Would you please set down the data again exactly as given, excluding the pictures?

### Point-per-instance localization data
▽

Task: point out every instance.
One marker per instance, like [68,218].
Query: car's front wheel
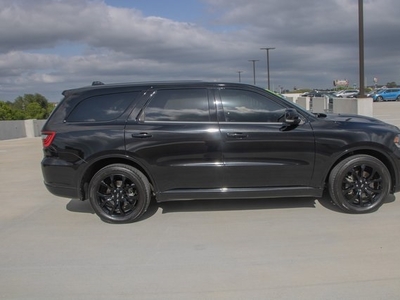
[119,193]
[359,184]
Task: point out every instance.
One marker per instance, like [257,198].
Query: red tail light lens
[47,138]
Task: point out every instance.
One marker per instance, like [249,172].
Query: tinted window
[102,108]
[247,106]
[178,105]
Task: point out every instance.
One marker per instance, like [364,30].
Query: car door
[259,151]
[177,139]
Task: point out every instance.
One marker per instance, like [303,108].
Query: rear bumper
[61,191]
[60,178]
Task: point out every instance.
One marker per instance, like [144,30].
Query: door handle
[238,135]
[141,135]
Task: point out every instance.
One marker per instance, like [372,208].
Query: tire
[359,184]
[119,193]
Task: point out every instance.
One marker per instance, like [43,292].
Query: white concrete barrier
[320,104]
[358,106]
[20,129]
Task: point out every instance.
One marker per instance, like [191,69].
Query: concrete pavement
[55,248]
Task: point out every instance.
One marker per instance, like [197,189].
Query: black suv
[120,145]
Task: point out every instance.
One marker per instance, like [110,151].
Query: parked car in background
[347,93]
[389,94]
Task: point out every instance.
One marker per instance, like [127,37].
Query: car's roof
[149,84]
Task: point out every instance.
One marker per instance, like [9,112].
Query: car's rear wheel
[119,193]
[359,184]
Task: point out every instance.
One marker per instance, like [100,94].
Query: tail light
[47,138]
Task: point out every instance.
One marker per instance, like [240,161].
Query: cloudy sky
[47,46]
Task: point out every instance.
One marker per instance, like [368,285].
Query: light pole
[239,75]
[254,69]
[361,46]
[267,49]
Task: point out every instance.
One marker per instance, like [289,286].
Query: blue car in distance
[387,95]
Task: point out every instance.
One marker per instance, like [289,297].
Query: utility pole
[267,49]
[361,46]
[254,69]
[239,75]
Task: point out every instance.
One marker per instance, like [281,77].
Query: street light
[361,46]
[239,75]
[254,69]
[267,49]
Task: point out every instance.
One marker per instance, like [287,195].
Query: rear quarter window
[102,108]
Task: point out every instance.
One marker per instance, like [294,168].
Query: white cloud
[315,41]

△

### Task solution
Task: point out every instance.
One marker per instance, like [68,218].
Query: car's front wheel
[119,193]
[359,184]
Task: point out every instance.
One marker per instance, like [257,198].
Query: red tail light lens
[47,138]
Task: point out every instance.
One marker per instance, like [249,172].
Query: tinted window
[102,108]
[247,106]
[178,105]
Task: point out every instance.
One marker per instance, like [364,30].
Query: car door
[259,151]
[177,139]
Task: point out every instance.
One marker per instance, like [303,108].
Query: rear bumper
[61,191]
[60,178]
Task: point out every instance.
One marker per instance, like [144,30].
Query: door handle
[238,135]
[141,135]
Task: point out every instance.
One marker per instance, like [372,208].
Query: tire
[359,184]
[119,193]
Task: point out every instance.
One marker per instance, like [43,292].
Query: white concrete barrier
[320,104]
[358,106]
[20,129]
Task: point out every instance.
One marker per instance, like [191,69].
Query: concrete pavement
[55,248]
Task: point out every instance.
One marker per instance, like [197,189].
Query: black suv
[120,145]
Task: point out every instance.
One marker per instance, like [110,151].
Query: parked car in background
[347,93]
[389,94]
Task: point out every instance.
One marker per instance, like [127,37].
Query: car's roof
[149,84]
Task: point out every instance.
One marker per instance, like [9,112].
Query: car's rear wheel
[119,193]
[359,184]
Task: point out every instance.
One marker per instance, like [100,94].
Query: tail light
[47,138]
Task: point out every instance.
One marker per instance, like [240,161].
Query: cloudy sky
[47,46]
Task: point out every instance.
One marker per instance, like [368,285].
Query: light pole
[239,75]
[254,69]
[361,46]
[267,49]
Task: point out every instance.
One marker per instance, like [289,286].
Query: blue car in distance
[387,95]
Task: point out every instance.
One marker per instance, like [289,297].
Query: utility pole
[267,49]
[361,46]
[254,69]
[239,75]
Task: point out every instance.
One marker per instance, like [281,77].
Query: street light
[361,46]
[239,75]
[254,69]
[267,49]
Task: point out every instance.
One marker per instance, like [287,195].
Query: rear quarter window
[102,108]
Task: point out every instance.
One marker per instance, like [294,168].
Query: white cloud
[315,41]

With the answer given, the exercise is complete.